» Okuma metni:
┄┄┄┄┄┄┄┄┄┄
Geçen haftasonu, çok sevdiğim Jorge Luis Borges hikâyelerinden birini (az sonra okuyacağınız “Averroes’in Arayışı”) sizinle paylaşmaya karar vermiştim. Hikâye çeşitli bloglarda mevcut, yani kısa bir tanıtıcı giriş yazacak ve olduğu gibi kopyalayacaktım. Derken, buralardaki Tezer Özlü’ye ait çevirinin “pek de iyi olmadığını” duydum.
Tezer Özlü, Arjantinli yazar Borges’i İspanyolca aslından çevirmiş, yer yer İngilizce çevirilerinden çok daha iyi işler çıkarmış. Ama genelde okuyanlar, kelime tercihlerinden şikayetçi olmuşlar. Yer yer hak vermedim değil.
İnternet bir derya; hemen koşturup bir İngilizce çeviri buldum. Malum, İspanyolca bilmiyorum. Tam o İngilizce çeviriyle kıyaslayarak Tezer Özlü çevirisinin üstünden geçiyordum ki, bazı noktalarda sıkıntılar olduğunu sezdim ve sonradan öğrendim ki İngilizce çeviri de biraz sorunlu. Mesela hikâyede “kör İbni Sida” isimli birine ait kitap hem İngilizce hem de Türkçe çeviride İbni Sina’ya (Avicenna) atfediliyordu.
Hâl böyle olunca, İspanyolca orijinaline kadar gitmek zorunda kaldım. Üç metni kıyaslaya kıyaslaya bir yere vardım sanıyorum. Biraz vakit alsa da, bence fena olmadı (gülücük).

Bu hikâyesinde Borges, Avrupa’da Averroes olarak bilinen İbni Rüşd’ün Aristo’nun eserleri üzerine bir şerh yazarken, tragedya ve komedya kelimelerini anlamakta zorlanışını ele alıyor. Çünkü Borges’e göre, bu kelimeler İslam kültüründe olmayan bir çeşit hikâye anlatıcılığından, yani tiyatrodan doğuyor.
┄┄┄┄┄┄┄┄┄┄
» Sağlanan kayıtlar:
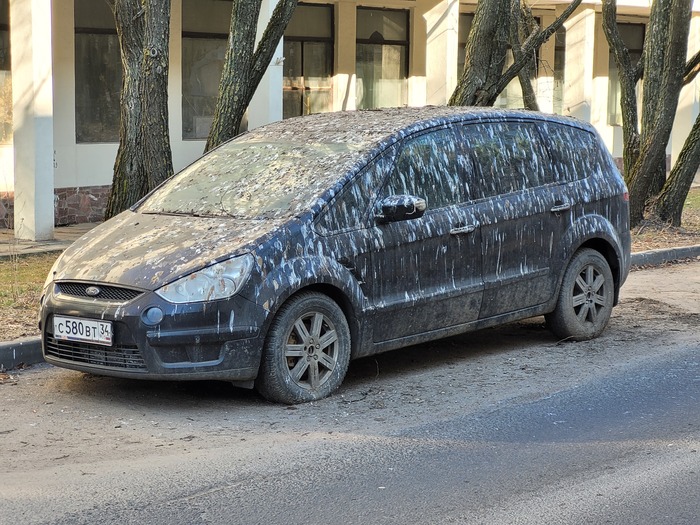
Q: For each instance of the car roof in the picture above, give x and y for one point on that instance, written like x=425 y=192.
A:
x=366 y=128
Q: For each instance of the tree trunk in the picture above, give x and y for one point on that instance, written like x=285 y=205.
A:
x=654 y=58
x=144 y=158
x=483 y=78
x=628 y=81
x=485 y=53
x=653 y=147
x=244 y=65
x=669 y=205
x=522 y=25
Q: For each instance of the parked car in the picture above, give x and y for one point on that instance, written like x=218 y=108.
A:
x=278 y=257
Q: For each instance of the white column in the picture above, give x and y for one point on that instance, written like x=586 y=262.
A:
x=266 y=105
x=545 y=73
x=435 y=44
x=586 y=71
x=344 y=95
x=32 y=93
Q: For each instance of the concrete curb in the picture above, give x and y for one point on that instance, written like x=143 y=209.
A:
x=657 y=257
x=27 y=350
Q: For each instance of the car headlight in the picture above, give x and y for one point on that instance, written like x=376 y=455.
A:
x=218 y=281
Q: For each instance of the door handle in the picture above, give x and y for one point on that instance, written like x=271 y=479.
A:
x=469 y=228
x=558 y=208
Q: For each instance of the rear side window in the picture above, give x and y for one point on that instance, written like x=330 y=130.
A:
x=433 y=166
x=509 y=156
x=574 y=152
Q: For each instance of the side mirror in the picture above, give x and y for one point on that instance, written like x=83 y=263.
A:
x=401 y=208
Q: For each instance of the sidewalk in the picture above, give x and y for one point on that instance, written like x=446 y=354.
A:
x=27 y=351
x=63 y=237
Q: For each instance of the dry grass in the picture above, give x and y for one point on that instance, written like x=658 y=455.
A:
x=653 y=235
x=21 y=278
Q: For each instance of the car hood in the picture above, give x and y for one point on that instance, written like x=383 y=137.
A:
x=148 y=251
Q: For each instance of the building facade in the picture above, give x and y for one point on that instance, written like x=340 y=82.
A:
x=60 y=77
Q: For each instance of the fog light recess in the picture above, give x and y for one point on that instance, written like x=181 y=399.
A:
x=153 y=315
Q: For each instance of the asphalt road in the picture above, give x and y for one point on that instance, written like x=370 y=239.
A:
x=505 y=426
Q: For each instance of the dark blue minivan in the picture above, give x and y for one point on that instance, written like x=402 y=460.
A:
x=278 y=257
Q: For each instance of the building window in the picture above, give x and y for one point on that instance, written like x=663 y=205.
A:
x=633 y=37
x=202 y=63
x=204 y=41
x=98 y=73
x=382 y=58
x=559 y=64
x=308 y=61
x=5 y=75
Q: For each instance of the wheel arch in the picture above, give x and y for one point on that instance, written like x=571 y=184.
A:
x=607 y=250
x=351 y=309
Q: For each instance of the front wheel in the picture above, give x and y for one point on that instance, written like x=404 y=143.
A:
x=306 y=352
x=585 y=299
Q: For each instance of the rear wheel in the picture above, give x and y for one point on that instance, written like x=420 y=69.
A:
x=307 y=350
x=585 y=299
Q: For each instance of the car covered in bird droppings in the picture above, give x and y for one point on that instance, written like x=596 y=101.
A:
x=278 y=257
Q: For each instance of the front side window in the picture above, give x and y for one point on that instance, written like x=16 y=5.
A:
x=381 y=58
x=432 y=166
x=308 y=61
x=349 y=210
x=98 y=73
x=509 y=156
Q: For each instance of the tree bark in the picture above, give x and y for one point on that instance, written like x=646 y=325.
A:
x=628 y=81
x=245 y=65
x=144 y=157
x=653 y=146
x=522 y=26
x=654 y=58
x=483 y=78
x=485 y=54
x=669 y=205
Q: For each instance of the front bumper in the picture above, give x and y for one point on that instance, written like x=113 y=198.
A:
x=215 y=340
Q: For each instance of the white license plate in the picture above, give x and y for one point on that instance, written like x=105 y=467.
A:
x=86 y=330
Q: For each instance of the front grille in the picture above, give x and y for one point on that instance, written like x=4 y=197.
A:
x=121 y=357
x=106 y=293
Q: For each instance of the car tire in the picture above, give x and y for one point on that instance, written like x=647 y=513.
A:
x=585 y=299
x=306 y=352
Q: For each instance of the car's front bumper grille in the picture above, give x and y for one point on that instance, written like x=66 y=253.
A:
x=119 y=358
x=99 y=292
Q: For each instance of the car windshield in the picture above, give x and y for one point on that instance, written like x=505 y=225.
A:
x=253 y=180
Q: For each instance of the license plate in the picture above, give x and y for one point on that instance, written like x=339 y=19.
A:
x=86 y=330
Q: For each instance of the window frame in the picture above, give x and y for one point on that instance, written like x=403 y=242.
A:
x=406 y=44
x=97 y=31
┄┄┄┄┄┄┄┄┄┄
» Görev tanımı: Borges hikâyesinin çevirisini anlatan yazıyı son cümlesinden sonra sürdürün. Kayıtların, Borges hikâyesinin çevirisini anlatan yazıyla hiçbir ilgisi yoktur.

» Yanıt:
Nitekim hikâyede iki yerde, bir kültür olarak tiyatronun karakterlere bir şey ifade etmediğini görüyoruz. İlki, çocukların oynadığı bir oyunda. Tiyatro gereği birilerinin minare, birilerinin cemaat, birilerinin de müezzin olması gerekiyor. Fakat çocukların hepsi de müezzin olmaya çalışıyor çünkü oyunda “ses çıkaran” en belirgin unsur o.
Diğeri de, hikâyedeki seyyah Ebülkasım’ın bir hikâyenin on beş-yirmi kişilik bir ekip tarafından canlandırılışına şahit olduğunu aktardığı sırada, diğer herkesin, “Neden tek kişi anlatmıyor?” diye söylenmesi. Karakterler, bir hikâyedeki rollerin farklı farklı insanlar tarafından üstlenilmesi ve böylece ortaya performansa dayalı yeni bir çeşit anlatım çıkmasını pek akla yatkın bulmuyorlar.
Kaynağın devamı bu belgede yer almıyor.